Rows from a dataset
+++

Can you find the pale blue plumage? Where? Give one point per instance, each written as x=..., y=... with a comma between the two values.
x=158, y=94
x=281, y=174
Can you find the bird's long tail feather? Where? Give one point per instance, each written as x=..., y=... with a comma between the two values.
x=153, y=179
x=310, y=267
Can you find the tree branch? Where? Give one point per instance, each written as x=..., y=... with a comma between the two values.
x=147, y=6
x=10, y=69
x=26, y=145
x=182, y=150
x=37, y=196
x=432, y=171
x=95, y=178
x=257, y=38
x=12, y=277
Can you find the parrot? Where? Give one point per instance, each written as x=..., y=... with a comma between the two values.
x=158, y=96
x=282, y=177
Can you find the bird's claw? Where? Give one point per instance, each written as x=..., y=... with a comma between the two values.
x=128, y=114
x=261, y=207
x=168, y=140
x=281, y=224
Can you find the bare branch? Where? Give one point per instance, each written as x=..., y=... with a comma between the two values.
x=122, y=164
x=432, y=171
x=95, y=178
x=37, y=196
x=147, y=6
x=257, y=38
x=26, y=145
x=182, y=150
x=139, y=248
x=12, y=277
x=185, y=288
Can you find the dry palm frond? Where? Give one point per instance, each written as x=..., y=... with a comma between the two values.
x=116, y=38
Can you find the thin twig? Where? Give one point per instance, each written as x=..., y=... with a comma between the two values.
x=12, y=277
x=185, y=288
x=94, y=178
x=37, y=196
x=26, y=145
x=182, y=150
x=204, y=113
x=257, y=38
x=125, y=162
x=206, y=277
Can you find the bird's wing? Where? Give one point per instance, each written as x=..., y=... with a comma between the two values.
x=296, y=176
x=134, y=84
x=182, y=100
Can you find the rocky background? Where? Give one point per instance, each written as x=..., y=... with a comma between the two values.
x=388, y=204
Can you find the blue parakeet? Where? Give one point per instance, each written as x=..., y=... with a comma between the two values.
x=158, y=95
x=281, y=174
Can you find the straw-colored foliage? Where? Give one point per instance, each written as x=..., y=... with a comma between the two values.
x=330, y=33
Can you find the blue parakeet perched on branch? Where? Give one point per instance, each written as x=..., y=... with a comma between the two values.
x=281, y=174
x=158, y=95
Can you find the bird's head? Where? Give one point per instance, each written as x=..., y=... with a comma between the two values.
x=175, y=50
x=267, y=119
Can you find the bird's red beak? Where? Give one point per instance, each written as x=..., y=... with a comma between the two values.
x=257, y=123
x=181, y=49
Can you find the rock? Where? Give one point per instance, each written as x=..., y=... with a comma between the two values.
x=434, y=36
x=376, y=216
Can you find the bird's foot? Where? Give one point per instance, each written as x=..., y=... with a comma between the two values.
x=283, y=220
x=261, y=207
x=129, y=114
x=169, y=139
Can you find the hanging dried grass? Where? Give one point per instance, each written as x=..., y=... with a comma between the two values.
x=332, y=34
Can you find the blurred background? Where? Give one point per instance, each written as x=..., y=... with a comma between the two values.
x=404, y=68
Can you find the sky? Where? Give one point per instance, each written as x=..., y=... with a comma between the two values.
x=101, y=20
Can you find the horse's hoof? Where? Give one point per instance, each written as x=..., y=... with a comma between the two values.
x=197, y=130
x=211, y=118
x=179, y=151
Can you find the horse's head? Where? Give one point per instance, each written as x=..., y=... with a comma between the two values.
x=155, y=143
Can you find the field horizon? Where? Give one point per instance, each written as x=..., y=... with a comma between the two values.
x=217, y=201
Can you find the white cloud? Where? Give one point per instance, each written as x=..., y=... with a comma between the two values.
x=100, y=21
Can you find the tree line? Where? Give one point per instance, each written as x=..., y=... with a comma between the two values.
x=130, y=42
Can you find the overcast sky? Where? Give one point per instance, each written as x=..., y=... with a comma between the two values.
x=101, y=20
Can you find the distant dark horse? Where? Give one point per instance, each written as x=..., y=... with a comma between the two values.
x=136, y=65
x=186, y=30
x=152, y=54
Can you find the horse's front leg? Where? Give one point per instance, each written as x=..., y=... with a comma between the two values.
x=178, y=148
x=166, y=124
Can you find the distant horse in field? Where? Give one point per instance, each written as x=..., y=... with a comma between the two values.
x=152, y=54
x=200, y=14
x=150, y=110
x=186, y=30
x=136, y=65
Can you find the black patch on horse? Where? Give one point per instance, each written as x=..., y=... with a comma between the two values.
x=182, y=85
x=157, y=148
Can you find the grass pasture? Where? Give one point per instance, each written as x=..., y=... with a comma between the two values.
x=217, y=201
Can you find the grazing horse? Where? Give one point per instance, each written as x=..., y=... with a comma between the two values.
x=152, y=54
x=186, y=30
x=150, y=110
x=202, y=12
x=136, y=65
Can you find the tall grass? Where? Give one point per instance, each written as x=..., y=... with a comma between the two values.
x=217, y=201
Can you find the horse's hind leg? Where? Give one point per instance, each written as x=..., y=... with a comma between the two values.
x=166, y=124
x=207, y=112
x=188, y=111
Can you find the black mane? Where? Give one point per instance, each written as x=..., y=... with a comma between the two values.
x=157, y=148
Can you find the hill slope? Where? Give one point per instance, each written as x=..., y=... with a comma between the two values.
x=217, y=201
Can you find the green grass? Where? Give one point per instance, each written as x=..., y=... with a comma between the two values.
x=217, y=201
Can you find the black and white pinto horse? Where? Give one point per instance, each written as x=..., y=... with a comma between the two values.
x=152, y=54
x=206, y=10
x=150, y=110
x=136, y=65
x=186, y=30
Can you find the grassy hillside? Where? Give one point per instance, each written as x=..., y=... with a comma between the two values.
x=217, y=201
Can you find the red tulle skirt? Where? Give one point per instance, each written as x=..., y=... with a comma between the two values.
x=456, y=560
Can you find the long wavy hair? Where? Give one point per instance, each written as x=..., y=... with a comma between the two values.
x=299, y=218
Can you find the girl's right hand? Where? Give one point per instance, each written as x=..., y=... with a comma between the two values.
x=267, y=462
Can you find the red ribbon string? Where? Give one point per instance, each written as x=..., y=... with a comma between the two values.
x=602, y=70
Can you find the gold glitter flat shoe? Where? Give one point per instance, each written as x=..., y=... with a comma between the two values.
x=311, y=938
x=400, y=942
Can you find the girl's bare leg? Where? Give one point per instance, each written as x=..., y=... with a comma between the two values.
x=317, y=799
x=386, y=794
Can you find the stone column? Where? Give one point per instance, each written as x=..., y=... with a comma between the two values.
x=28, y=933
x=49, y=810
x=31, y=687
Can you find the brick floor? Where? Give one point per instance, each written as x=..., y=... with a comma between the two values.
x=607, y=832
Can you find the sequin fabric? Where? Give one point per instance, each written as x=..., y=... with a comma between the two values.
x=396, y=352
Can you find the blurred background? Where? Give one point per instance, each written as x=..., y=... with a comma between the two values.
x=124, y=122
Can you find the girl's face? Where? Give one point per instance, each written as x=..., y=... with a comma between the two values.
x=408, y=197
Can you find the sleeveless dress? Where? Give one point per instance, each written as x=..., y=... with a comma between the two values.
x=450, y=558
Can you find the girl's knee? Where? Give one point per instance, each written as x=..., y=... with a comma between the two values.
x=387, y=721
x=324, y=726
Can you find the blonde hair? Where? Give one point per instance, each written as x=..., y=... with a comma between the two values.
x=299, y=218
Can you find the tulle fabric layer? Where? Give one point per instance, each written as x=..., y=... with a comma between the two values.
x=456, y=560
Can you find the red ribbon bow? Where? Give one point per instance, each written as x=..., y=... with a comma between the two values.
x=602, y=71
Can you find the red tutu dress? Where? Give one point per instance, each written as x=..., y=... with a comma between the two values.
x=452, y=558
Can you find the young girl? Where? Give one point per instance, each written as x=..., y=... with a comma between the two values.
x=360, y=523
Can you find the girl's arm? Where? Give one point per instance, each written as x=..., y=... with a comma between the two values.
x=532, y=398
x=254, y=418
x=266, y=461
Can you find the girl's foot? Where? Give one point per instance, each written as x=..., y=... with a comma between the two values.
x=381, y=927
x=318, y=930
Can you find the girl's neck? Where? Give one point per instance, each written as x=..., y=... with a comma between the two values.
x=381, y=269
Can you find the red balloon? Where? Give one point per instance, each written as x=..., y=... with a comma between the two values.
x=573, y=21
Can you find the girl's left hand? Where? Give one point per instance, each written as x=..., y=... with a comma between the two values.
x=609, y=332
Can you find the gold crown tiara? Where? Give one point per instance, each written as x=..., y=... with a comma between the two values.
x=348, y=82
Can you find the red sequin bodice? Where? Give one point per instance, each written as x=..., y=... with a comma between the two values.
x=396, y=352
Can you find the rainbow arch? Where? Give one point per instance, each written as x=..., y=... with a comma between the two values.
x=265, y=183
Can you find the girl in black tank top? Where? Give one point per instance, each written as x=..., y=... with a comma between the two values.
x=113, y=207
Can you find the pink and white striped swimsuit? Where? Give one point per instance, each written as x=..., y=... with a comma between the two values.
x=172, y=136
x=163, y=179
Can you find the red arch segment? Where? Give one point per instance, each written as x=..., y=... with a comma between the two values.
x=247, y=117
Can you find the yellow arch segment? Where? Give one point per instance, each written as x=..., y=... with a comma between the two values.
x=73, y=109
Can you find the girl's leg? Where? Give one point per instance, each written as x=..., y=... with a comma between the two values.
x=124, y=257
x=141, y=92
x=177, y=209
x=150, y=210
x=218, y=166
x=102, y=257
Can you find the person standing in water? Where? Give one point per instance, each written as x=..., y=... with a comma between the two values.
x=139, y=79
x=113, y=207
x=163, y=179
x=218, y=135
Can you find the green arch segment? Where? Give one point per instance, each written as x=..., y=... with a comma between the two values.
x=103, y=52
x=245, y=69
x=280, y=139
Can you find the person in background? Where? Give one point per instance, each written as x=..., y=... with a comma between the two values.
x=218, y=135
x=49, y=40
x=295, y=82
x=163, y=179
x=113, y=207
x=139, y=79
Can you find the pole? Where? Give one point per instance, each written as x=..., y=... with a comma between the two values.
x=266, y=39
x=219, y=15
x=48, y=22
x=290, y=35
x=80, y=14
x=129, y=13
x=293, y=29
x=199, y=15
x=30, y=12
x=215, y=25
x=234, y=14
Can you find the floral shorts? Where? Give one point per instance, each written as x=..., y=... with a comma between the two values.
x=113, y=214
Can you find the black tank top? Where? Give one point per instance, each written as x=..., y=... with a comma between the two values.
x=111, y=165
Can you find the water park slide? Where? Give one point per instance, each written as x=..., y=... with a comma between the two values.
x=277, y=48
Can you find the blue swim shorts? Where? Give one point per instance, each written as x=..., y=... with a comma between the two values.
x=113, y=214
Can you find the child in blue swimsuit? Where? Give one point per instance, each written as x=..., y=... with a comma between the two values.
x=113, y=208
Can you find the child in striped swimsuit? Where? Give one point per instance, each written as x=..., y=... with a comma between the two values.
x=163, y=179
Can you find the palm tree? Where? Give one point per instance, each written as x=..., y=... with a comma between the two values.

+++

Aim - Copy out the lines above word for word, beginning at the line containing "Can you find the tulle" and stopping after the line containing "x=360, y=523".

Solution -
Can you find the tulle fabric layer? Where? Give one point per instance, each written as x=..., y=... with a comma between the two values.
x=456, y=560
Can you find the red ribbon bow? Where? Give one point per instance, each written as x=..., y=... with a comma between the two values.
x=602, y=71
Can you find the red tutu dress? Where? Give one point per instance, each written as x=..., y=... with a comma between the two values.
x=452, y=558
Can you find the young girl? Where? Give one point per instance, each written as x=..., y=... with a comma between the two values.
x=360, y=523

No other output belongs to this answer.